* _Directive 1_
Retype the part of the oil and gas stocks article from "3 Oil & Gas" to "near-term investment opportunities.".
* _Directive 2_
Show every row that contains the word "equipment".

3 Oil & Gas Stocks That Are Still Undervalued in 2024

Geopolitical factors, including unrest in Libya and production cuts from Iraq and Russia, are tightening oil supply, potentially increasing prices and profit margins for oil companies. Although the industry is shifting toward cleaner fuels, oil remains a vital energy source, and varying forecasts on this transition create near-term investment opportunities.

Amid this backdrop, it could be wise to consider buying strong oil and gas stocks such as APA Corporation (APA), Adams Resources & Energy, Inc. (AE), and VAALCO Energy, Inc. (EGY), which remain undervalued in 2024.

Despite economic shifts, OPEC projects global oil demand to rise by 1.93 million barrels per day (bpd) in 2024, indicating steady consumption. The report also highlights potential production increases in the fourth quarter, with demand anticipated at 43.7 million bpd. Notably, stimulus measures in China are expected to further boost oil demand during this period.

Additionally, according to Statista, primary energy consumption is projected to reach approximately 364 million barrels of oil equivalent per day by 2045. Oil and gas are expected to lead this growth, contributing 110 and 90 million barrels of oil equivalent per day, respectively. Furthermore, advancements in exploration, and production, enhance market prospects, fostering an optimistic outlook for the industry.

Considering these favorable trends and strong demand, let’s now explore the fundamentals of the three featured Energy - Oil & Gas stocks, starting with number three.

Stock #3: APA Corporation (APA)

APA is an independent energy company that explores, develops, and produces natural gas, crude oil, and natural gas liquids. It has oil and gas operations in the United States, Egypt, and the North Sea. The company also conducts exploration and appraisal activities in Suriname and holds interests in projects located internationally.

On October 1, 2024, APA announced a final investment decision for the first oil development offshore Suriname, a joint venture with TotalEnergies. The project, expected to start production in 2028, aims to produce 220,000 barrels of oil per day using technologies to minimize greenhouse gas emissions.

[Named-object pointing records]
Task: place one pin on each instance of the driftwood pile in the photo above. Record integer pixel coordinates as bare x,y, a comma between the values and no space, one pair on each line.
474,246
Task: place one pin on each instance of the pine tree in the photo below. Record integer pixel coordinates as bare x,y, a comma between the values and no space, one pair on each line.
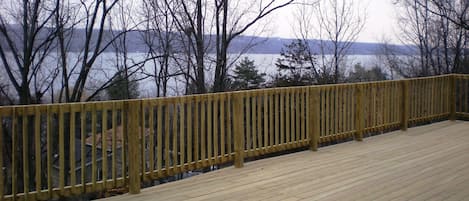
122,87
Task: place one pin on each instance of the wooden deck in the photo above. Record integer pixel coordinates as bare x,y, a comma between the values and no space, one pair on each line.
424,163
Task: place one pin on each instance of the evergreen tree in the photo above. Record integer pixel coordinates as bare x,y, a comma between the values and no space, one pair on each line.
246,76
122,87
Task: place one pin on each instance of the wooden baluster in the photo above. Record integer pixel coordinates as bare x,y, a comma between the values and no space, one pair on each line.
133,110
238,119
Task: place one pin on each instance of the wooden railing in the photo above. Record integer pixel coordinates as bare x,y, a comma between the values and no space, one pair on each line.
62,150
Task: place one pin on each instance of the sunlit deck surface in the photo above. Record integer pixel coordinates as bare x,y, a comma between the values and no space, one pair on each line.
424,163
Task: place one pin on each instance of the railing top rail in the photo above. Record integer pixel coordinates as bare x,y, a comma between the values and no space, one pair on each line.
199,97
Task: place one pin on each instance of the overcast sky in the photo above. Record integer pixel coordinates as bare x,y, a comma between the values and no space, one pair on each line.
381,21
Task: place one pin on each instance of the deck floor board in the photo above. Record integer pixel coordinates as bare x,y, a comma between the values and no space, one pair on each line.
424,163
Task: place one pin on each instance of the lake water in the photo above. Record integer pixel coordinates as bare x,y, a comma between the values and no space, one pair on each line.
104,68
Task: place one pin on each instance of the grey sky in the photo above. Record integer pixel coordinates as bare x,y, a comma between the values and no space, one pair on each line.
381,22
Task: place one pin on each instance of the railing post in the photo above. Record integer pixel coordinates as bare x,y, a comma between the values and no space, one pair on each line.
404,104
238,118
359,118
314,106
452,97
133,109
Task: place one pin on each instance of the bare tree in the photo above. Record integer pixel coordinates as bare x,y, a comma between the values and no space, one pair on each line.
163,43
340,22
231,23
439,41
26,42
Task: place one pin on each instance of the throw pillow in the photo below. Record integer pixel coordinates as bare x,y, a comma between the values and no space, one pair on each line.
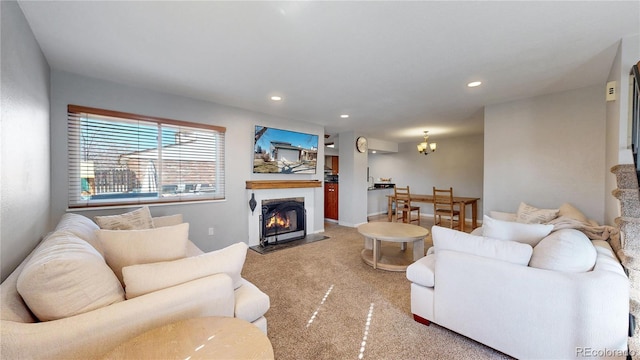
129,247
82,227
528,214
143,279
134,220
168,220
564,250
570,211
510,251
499,215
67,276
514,231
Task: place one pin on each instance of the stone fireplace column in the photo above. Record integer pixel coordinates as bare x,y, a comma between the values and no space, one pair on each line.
628,247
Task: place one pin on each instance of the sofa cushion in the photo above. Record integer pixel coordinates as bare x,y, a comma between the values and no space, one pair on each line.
510,251
67,276
564,250
169,220
528,214
514,231
422,272
82,227
146,278
130,247
139,219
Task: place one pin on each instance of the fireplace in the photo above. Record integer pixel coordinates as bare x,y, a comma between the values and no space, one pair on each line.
282,220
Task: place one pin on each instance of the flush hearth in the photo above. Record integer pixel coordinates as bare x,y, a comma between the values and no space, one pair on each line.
282,220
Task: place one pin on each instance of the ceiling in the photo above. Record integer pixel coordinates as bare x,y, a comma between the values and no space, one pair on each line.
397,68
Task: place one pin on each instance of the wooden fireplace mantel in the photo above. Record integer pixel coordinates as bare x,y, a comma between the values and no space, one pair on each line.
282,184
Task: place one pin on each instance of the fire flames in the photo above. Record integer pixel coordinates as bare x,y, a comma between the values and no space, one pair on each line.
278,221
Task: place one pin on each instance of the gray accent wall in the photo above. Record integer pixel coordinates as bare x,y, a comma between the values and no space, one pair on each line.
545,151
24,139
229,217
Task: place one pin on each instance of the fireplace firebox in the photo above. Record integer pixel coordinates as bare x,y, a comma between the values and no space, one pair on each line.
282,220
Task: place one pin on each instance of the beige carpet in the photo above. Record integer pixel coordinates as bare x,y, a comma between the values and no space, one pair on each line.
359,312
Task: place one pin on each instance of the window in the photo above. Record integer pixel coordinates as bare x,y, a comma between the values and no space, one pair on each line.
118,158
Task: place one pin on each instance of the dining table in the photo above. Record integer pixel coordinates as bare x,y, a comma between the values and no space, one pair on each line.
462,202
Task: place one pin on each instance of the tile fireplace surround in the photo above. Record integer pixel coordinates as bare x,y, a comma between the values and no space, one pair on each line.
278,189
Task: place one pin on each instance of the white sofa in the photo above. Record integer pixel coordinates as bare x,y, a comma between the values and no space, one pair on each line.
484,289
92,333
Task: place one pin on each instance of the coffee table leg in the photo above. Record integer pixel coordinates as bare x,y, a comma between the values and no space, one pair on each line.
376,251
368,243
418,249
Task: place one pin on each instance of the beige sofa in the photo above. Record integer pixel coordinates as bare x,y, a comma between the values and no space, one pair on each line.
95,330
531,294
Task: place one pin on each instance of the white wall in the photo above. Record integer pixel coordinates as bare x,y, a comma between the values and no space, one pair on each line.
618,133
352,189
458,162
24,139
229,217
545,151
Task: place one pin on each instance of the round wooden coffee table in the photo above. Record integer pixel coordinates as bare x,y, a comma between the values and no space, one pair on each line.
198,338
376,232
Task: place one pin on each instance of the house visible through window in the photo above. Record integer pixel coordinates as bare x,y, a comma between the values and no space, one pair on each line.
120,158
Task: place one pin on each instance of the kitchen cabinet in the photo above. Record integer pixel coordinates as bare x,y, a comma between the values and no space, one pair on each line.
331,200
377,201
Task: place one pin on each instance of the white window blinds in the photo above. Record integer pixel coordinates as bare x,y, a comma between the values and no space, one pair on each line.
119,158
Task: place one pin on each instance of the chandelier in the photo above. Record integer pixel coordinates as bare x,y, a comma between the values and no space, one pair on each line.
426,148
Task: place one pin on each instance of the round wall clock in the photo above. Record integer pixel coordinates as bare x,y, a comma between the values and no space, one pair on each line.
361,144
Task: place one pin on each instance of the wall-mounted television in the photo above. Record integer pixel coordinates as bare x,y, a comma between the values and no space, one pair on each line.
278,151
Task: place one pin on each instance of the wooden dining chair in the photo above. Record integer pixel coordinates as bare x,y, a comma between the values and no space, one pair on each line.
403,204
443,206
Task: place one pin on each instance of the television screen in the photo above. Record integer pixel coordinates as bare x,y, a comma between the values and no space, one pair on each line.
278,151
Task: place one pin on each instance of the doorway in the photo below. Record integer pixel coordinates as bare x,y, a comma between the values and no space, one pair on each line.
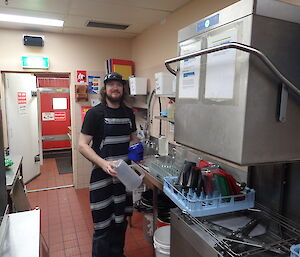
56,120
38,123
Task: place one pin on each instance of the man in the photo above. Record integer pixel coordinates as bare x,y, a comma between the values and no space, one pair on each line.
111,127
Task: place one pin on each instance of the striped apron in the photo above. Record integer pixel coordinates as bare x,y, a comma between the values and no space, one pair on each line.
108,198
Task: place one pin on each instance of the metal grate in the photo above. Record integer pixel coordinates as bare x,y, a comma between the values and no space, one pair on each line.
281,233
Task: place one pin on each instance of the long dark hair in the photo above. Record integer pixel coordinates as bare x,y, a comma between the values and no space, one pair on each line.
103,95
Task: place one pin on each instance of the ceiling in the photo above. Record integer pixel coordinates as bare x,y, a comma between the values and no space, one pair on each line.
138,14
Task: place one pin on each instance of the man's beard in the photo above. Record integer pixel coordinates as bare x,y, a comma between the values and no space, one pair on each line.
115,99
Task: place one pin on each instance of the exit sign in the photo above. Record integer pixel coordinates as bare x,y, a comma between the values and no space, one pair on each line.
35,62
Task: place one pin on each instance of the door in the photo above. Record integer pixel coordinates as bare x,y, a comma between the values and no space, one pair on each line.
22,121
55,113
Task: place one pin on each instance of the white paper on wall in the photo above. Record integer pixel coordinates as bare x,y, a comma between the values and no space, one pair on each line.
220,70
189,79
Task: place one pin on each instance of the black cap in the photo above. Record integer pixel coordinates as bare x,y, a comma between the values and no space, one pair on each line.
114,76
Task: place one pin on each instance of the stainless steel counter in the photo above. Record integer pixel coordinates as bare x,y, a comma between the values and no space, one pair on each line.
21,235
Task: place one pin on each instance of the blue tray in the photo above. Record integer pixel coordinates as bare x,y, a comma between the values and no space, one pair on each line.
204,206
295,250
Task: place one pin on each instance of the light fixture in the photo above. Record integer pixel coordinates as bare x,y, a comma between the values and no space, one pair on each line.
31,20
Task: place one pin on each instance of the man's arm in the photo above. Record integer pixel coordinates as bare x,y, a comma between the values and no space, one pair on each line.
86,150
133,138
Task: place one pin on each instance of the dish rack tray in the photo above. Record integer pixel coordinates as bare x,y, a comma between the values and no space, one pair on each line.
295,251
198,207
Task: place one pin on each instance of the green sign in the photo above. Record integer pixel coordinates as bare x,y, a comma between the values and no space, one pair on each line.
35,62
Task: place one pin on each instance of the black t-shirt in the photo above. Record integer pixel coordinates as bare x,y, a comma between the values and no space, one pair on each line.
93,123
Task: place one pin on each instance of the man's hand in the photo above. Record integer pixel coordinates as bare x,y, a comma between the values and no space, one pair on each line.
108,167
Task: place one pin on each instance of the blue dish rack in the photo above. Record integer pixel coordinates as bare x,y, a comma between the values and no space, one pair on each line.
295,251
198,207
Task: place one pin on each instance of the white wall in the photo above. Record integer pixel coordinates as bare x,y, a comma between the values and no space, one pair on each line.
67,53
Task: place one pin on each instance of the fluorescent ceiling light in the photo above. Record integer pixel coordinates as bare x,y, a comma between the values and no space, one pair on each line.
31,20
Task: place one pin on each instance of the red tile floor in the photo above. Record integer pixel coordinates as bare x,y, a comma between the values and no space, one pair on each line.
66,222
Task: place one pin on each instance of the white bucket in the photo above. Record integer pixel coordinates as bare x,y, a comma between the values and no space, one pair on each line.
162,241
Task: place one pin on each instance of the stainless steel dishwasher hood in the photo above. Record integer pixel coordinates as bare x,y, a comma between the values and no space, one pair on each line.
227,102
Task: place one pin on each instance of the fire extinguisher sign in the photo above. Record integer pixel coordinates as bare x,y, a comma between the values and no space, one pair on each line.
22,98
59,116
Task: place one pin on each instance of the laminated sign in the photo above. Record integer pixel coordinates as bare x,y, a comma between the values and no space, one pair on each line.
60,116
81,76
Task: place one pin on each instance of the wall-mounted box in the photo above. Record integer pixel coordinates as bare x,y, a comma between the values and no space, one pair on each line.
81,93
165,84
138,86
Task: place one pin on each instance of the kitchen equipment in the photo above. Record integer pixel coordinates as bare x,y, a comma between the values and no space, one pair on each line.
189,202
295,250
164,84
163,146
138,86
136,152
128,176
162,241
256,232
240,107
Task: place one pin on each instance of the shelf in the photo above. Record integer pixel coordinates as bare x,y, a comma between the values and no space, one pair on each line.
164,118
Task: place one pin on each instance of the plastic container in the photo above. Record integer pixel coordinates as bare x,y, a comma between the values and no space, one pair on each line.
148,227
295,251
128,176
171,110
162,223
204,206
136,152
163,146
161,241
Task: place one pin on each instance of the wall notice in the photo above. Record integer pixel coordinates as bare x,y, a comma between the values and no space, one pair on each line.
22,102
220,71
81,76
189,77
59,116
47,116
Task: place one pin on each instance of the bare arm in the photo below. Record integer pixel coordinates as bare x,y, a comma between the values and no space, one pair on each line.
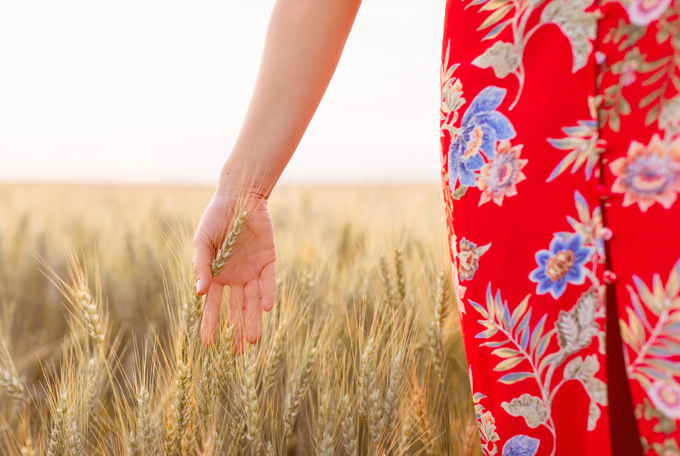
304,42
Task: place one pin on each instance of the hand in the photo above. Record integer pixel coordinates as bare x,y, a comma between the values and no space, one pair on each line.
250,271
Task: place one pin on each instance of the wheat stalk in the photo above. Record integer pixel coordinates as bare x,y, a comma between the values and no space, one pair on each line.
392,393
401,276
434,344
274,356
225,251
348,428
385,278
144,427
441,301
325,435
251,406
422,420
57,431
366,377
89,312
375,415
297,391
10,382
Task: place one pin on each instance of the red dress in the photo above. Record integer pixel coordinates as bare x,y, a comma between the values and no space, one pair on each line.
561,172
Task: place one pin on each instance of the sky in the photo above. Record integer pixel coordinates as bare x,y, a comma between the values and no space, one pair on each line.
154,91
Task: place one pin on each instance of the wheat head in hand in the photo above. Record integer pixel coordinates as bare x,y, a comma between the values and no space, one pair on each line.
244,258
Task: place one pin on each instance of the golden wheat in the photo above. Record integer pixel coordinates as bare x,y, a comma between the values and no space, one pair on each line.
347,360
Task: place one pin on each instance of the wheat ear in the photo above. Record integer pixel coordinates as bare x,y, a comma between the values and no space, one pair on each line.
393,389
366,377
434,343
297,392
228,244
10,382
348,428
401,276
251,406
385,278
442,300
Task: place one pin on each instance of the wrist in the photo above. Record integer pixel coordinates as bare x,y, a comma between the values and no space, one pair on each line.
235,182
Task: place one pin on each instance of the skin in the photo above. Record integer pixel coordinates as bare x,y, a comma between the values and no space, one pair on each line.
304,42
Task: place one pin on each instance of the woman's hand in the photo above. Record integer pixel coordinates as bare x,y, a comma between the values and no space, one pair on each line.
250,270
304,42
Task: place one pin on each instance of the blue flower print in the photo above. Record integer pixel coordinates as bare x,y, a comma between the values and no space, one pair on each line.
521,445
563,263
482,127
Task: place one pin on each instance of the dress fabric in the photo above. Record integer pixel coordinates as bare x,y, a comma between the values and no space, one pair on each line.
560,124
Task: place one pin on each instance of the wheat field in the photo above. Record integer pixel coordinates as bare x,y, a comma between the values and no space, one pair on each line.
99,348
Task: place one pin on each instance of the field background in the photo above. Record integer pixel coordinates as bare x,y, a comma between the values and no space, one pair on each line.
136,240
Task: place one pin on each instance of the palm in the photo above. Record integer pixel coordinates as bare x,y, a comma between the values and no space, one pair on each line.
250,271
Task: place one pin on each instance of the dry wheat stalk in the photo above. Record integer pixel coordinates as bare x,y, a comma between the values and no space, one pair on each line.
422,420
365,378
204,389
348,428
57,431
89,312
72,440
133,443
325,435
10,382
27,448
251,405
297,391
375,415
144,427
236,434
225,355
274,356
180,411
434,344
471,437
225,251
442,299
405,431
93,377
401,276
385,278
393,390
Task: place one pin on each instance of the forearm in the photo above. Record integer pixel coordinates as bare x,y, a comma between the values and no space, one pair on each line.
305,39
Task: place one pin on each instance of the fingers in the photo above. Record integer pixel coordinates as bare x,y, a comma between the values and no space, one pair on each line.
211,314
203,255
236,317
268,283
253,311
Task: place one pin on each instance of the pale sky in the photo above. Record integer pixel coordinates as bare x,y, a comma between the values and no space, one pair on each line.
154,91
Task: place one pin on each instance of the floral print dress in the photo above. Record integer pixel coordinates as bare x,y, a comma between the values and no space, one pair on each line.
560,134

* _Correct result 1_
3 Oil & Gas Stocks That Are Still Undervalued in 2024

Geopolitical factors, including unrest in Libya and production cuts from Iraq and Russia, are tightening oil supply, potentially increasing prices and profit margins for oil companies. Although the industry is shifting toward cleaner fuels, oil remains a vital energy source, and varying forecasts on this transition create near-term investment opportunities.

* _Correct result 2_
Task: place one pin on each instance of the kitchen equipment in the photo above. Record integer pixel coordinates as bare x,y, a comma between the values and no space, one pair on each line.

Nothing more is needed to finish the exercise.